EXCERPTED TEXT -
+++

The Rape of Europa
William Hilton the younger RA (Lincoln 1786 - London 1839)
Category
Art / Oil paintings
Date
1818 - 1821 (exh at RA)
Materials
Oil on canvas
Measurements
1448 x 1930 mm (57 x 76 in)
Place of origin
England
Order this imageCollection
Petworth House and Park, West Sussex
NT 486141
Caption
The subject is taken from the Roman poet Ovid’s ‘Metamorphoses’. The god Jupiter fell in love with a princess, Europa, and disguising himself as a bull, came to where she played by the seashore with her attendants. Beguiled by the bull, she garlanded him with flowers and climbed upon his back. Jupiter then bore her off to sea, carrying her to Crete, where he resumed his normal shape and ravished her. This picture was clearly inspired by Titian’s of the same subject. Now in the Isabella Stewart Gardner Museum in Boston, it was then in the collection of the Earl of Darnley, and had been exhibited at the British Institution in 1816. Hilton is best known today for his portraits of the poets John Keats and John Clare. However, he was successful in his lifetime for his history paintings in the ‘grand manner.’ This work was painted in 1818 for Sir John Leicester.
Summary
Oil painting on canvas, The Rape of Europa by William Hilton the younger RA (Lincoln 1786 - London 1839), 1818. Europa is in white, on the bull, centre, looking profile left towards the receding shore. At her feet Nereids are swimming and at right are Tritons. Above is Jove's (Jupiter/Zeus) eagle. According to a translated version in to English of Ovid's Metamorphoses: "In flow'ry wreaths the royal virgin dress'd His bending horns, and kindly clapt his breast, Till now grown wanton, and devoid of fear, Not knowing that she press' the Thunderer, She placed herself upon his back, and rode O'r fields and meadows, seated on the God. He gently march' along, and by degrees Left the dry meadows and approach' the seas, Where now he dips his hoofs, and wets his thighs, Now plunges in, and carried off the prize. The frighted Nymph looks backward on the shore And hears the trembling billows round her roar; And still she holds him fast .. Her train of ruffling garments flies behind, Swells in the air, and hovers in the wind." This was Hilton's first secular commission. It would have been inspired by Titian's Rape of Europa now in the Isabella Stewart Gardner Museum, Boston but then in the collection of the Earl of Darnley at Cobham Hall, who had just acquired it himself from Thomas Noel Hill, 2nd Lord Berwick (1770 - 1823) of Attingham Park (NT). Jupiter and Europa, as it was then called, was exhibited only two years before, in 1816 at the British Institution, a private exhibiting society with the aim of encouraging British talent and showing living artists alongside Old Masters.

+++

INFORMATION SUPPLIED -
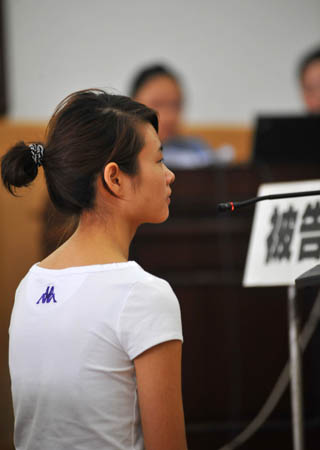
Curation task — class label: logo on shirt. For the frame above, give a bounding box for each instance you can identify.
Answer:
[37,286,57,305]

+++

PROBLEM TO WORK ON -
Resume the catalogue entry on William Hilton's painting The Rape of Europa, beginning after its final sentence. The preceding material has no connection to the catalogue entry on Hilton's painting.

ANSWER FOR THE TASK -
Provenance
Painted for Sir John Leicester, later Lord de Tabley (1762-1827), in 1818 for 250 gns.; bought by Thomas Phillips (1770 - 1845) who had toured Itlay with the artist in 1825, at Leicester's posthumous Christie's sale on 7 July 1827, lot 51 for 300 gns. for the 3rd Earl of Egremont (1751-1837); thence by descent, until the death in 1952 of the 3rd Lord Leconfield, who had given Petworth to the National Trust in 1947, and whose nephew and heir, John Wyndham, 6th Lord Leconfield and 1st Lord Egremont (1920-72) arranged for the acceptance of the major portion of the collections at Petworth in lieu of death duties (the first ever such arrangement) in 1956 by HMTreasury; formal transfer of ownership on 20 September 1990 by HMTreasury to the National Trust.
Credit line
Petworth House, The Egremont Collection (acquired in lieu of tax by HM Treasury in 1957 and subsequently transferred to the National Trust)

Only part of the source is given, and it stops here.